--- REQUIRED WORK ---
Would you please copy every line from the records that contains the word "lattice"?
====== LISTED ENTRIES ======
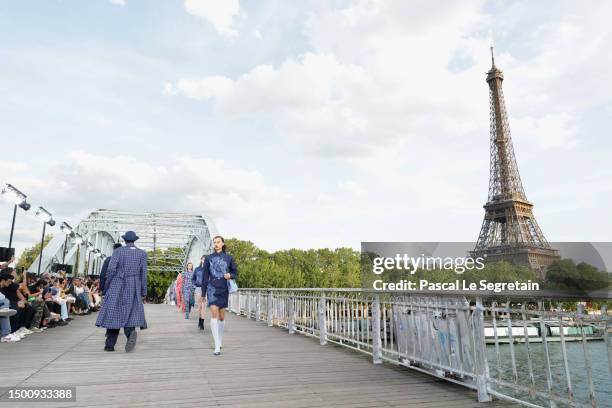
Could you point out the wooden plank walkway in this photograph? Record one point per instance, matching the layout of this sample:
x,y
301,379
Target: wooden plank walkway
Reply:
x,y
173,366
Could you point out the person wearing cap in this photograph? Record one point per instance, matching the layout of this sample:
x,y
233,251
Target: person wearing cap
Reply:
x,y
105,269
126,287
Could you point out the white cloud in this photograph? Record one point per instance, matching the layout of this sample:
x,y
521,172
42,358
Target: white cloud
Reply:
x,y
219,13
553,130
359,88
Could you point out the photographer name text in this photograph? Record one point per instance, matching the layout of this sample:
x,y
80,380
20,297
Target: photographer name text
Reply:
x,y
457,285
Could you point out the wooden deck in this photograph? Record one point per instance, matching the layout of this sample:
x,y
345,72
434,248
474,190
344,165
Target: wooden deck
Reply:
x,y
173,366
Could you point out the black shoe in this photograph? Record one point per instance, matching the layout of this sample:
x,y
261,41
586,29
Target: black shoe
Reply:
x,y
131,343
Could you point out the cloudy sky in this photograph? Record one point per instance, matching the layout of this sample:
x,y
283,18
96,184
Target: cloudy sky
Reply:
x,y
305,124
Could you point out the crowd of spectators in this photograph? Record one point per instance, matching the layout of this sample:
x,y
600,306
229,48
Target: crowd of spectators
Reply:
x,y
30,303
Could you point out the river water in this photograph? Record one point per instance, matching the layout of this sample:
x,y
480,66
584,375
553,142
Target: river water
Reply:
x,y
602,378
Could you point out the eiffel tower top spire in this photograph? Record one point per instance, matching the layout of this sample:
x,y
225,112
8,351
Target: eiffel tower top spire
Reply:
x,y
505,181
509,231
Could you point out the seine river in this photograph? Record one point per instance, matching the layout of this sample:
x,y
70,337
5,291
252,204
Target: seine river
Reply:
x,y
599,360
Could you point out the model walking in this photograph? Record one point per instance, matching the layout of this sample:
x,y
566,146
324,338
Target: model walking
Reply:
x,y
219,268
126,288
198,295
188,289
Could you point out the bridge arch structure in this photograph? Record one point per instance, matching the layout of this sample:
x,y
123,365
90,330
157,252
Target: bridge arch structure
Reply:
x,y
172,240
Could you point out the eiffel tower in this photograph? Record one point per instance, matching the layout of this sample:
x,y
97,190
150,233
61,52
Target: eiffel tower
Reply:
x,y
509,231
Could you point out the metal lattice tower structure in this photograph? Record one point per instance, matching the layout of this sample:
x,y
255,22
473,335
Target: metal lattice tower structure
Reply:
x,y
172,239
509,231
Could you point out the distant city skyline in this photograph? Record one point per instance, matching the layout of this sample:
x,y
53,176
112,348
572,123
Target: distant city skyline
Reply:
x,y
318,124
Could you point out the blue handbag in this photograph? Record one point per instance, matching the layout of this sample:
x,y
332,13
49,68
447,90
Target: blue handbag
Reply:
x,y
232,286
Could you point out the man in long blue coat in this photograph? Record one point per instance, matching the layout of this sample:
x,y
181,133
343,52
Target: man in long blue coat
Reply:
x,y
126,287
104,270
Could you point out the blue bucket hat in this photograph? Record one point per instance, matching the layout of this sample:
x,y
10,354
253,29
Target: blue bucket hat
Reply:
x,y
130,236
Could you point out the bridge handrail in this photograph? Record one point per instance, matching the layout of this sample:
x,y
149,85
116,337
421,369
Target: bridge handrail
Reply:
x,y
442,334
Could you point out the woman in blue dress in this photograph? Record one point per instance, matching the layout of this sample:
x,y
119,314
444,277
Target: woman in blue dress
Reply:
x,y
188,289
219,267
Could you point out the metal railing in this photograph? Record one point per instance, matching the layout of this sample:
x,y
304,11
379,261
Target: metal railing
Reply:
x,y
446,335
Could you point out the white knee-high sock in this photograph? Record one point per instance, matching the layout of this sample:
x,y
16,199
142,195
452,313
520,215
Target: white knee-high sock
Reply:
x,y
221,327
214,328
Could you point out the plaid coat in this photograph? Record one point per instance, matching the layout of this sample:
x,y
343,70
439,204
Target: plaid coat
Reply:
x,y
126,282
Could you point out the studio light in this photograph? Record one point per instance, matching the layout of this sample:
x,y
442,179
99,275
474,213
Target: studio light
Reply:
x,y
66,229
47,219
45,216
16,197
13,194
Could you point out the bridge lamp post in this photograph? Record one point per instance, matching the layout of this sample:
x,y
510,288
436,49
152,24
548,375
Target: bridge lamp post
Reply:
x,y
47,218
78,240
97,255
18,199
89,249
66,229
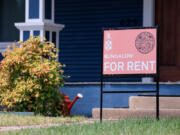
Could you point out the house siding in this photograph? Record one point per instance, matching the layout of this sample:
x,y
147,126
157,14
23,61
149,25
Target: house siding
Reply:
x,y
81,39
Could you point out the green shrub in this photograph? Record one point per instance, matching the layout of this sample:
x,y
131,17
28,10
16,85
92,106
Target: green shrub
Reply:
x,y
30,76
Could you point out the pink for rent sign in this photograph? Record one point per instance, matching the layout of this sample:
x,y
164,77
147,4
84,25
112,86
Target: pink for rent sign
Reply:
x,y
130,51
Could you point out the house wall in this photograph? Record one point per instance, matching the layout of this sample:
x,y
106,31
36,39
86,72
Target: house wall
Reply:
x,y
91,95
81,39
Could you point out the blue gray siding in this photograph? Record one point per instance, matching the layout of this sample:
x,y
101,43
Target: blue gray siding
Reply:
x,y
81,39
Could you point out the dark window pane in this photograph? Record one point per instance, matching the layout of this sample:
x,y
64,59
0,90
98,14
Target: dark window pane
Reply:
x,y
33,9
36,33
47,35
48,9
26,35
54,37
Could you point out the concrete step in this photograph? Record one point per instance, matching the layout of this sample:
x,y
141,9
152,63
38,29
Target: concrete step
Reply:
x,y
148,102
121,113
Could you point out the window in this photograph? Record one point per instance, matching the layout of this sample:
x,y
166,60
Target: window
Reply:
x,y
26,35
11,11
48,9
33,9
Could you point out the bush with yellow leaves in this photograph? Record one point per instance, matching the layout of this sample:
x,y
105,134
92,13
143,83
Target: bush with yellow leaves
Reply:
x,y
30,77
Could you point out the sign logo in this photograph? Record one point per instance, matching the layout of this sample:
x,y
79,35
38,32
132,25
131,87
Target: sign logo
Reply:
x,y
108,42
145,42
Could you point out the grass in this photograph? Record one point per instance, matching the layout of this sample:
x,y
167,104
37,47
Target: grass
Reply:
x,y
20,120
123,127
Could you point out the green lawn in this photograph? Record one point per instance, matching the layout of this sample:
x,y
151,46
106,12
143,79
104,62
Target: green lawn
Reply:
x,y
20,120
123,127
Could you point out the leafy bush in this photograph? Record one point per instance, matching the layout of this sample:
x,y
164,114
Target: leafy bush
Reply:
x,y
30,77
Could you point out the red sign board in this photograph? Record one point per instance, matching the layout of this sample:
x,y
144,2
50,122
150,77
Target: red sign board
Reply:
x,y
130,51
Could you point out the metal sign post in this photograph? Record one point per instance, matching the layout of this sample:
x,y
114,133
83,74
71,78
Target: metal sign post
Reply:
x,y
141,58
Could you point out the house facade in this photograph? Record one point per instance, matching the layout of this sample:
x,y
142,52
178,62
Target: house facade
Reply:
x,y
76,29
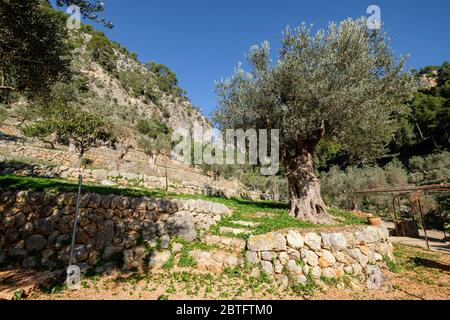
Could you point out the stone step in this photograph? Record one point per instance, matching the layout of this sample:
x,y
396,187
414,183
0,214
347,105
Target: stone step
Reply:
x,y
233,244
260,214
216,260
236,231
246,223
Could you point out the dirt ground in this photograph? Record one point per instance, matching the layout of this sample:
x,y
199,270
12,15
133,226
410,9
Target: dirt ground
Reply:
x,y
417,274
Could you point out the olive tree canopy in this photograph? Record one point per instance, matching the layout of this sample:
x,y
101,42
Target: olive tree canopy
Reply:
x,y
343,83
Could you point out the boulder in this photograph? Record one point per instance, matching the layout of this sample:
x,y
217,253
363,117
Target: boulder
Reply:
x,y
294,239
182,224
313,241
267,242
36,242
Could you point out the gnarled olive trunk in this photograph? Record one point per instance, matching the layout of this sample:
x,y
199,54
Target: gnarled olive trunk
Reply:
x,y
304,187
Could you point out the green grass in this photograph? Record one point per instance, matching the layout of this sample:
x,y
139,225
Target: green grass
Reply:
x,y
244,210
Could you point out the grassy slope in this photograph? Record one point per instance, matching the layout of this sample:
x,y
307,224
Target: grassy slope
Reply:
x,y
242,209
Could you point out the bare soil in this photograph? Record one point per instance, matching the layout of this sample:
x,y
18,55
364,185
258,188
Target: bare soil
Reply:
x,y
417,274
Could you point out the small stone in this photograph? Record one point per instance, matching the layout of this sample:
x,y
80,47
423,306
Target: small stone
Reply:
x,y
36,243
293,267
278,267
267,267
328,273
311,258
255,273
165,242
316,272
313,241
177,247
294,239
182,224
283,282
357,269
268,256
301,280
252,257
157,259
327,259
283,257
348,269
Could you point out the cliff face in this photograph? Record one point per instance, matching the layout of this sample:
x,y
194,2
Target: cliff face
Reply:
x,y
126,90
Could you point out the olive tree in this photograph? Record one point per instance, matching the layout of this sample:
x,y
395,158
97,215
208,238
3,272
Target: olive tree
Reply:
x,y
342,83
62,115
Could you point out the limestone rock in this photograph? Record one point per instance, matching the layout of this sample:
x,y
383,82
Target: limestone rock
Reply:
x,y
157,259
293,267
294,239
313,241
35,243
182,224
327,259
267,267
334,241
267,242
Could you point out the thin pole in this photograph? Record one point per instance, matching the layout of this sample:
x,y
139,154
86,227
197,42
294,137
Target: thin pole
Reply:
x,y
75,220
423,224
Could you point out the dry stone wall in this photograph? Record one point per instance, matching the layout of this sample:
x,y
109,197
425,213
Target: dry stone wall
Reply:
x,y
294,257
36,227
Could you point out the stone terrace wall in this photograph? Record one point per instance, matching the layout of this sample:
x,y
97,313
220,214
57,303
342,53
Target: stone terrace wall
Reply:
x,y
118,178
292,256
36,227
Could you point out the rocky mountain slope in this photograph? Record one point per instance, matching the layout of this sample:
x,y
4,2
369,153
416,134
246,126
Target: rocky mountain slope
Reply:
x,y
122,89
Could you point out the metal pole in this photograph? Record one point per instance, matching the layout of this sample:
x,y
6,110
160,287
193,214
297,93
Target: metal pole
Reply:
x,y
442,221
75,220
423,223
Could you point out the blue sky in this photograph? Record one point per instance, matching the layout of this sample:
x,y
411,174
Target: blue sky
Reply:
x,y
203,40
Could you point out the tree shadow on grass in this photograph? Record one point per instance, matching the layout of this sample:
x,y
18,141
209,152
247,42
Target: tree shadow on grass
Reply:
x,y
263,205
423,262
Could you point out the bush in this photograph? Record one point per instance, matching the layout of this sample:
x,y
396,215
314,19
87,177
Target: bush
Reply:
x,y
339,186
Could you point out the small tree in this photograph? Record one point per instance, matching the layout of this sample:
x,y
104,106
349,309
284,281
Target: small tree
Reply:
x,y
154,138
82,129
343,84
123,141
42,131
======
--- ANSWER BELOW ---
Could you point out the metal lattice tower structure in this photograph? Record one point per instance, matching the layout of this sample:
Target: metal lattice tower structure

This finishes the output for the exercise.